» **PROBLEM**:
The entries are to be output in full, word for word.
*** THE DATA Section Begins ***
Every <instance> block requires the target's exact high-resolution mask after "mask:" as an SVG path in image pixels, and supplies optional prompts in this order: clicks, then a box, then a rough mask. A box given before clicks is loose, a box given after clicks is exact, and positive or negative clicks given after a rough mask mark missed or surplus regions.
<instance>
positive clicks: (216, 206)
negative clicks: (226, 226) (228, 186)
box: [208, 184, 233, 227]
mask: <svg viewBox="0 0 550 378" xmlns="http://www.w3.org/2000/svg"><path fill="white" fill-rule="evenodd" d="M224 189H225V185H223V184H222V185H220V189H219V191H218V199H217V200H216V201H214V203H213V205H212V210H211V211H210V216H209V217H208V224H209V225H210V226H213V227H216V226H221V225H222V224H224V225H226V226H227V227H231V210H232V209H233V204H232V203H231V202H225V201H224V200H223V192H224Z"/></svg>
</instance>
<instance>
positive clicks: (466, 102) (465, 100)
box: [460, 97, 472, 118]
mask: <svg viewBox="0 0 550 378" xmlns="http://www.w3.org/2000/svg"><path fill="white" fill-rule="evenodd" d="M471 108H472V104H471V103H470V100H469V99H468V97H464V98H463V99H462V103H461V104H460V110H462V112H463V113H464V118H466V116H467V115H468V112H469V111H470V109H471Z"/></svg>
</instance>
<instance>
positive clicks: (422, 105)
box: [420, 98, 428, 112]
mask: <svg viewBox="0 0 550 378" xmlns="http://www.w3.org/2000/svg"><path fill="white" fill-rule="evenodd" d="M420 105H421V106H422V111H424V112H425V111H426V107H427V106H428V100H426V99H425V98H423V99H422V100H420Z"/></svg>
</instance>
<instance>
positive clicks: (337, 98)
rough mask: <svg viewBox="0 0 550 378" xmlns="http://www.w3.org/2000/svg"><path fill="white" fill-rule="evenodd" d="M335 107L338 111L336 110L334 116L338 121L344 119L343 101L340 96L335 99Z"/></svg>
*** THE DATA Section Ends ***
» **OUTPUT**:
Every <instance> block requires the target's exact high-resolution mask after "mask:" as an SVG path in image pixels, and supplies optional prompts in this order: clicks, then a box, then a rough mask. A box given before clicks is loose, a box given after clicks is exact, and positive or negative clicks given after a rough mask mark missed or surplus regions.
<instance>
positive clicks: (216, 206)
negative clicks: (226, 226) (228, 186)
box: [208, 184, 233, 227]
mask: <svg viewBox="0 0 550 378" xmlns="http://www.w3.org/2000/svg"><path fill="white" fill-rule="evenodd" d="M224 189H225V185H223V184H222V185H220V189H219V191H218V199H217V200H216V201H214V203H213V205H212V210H211V211H210V216H209V217H208V224H209V225H210V226H213V227H216V226H221V225H222V224H224V225H226V226H227V227H231V210H232V209H233V204H232V203H231V202H225V201H224V200H223V192H224Z"/></svg>
</instance>
<instance>
positive clicks: (466, 102) (465, 100)
box: [460, 97, 472, 118]
mask: <svg viewBox="0 0 550 378" xmlns="http://www.w3.org/2000/svg"><path fill="white" fill-rule="evenodd" d="M471 108H472V104H471V103H470V100H469V99H468V97H464V98H463V99H462V103H461V104H460V110H462V112H463V113H464V118H466V116H467V115H468V112H469V111H470V109H471Z"/></svg>
</instance>
<instance>
positive clicks: (422, 105)
box: [420, 98, 428, 112]
mask: <svg viewBox="0 0 550 378" xmlns="http://www.w3.org/2000/svg"><path fill="white" fill-rule="evenodd" d="M420 105H421V106H422V111H424V112H425V111H426V107H427V106H428V100H426V99H425V98H423V99H422V100H420Z"/></svg>
</instance>
<instance>
positive clicks: (337, 98)
rough mask: <svg viewBox="0 0 550 378" xmlns="http://www.w3.org/2000/svg"><path fill="white" fill-rule="evenodd" d="M335 107L338 111L336 110L334 116L338 121L344 119L343 101L340 96L335 99Z"/></svg>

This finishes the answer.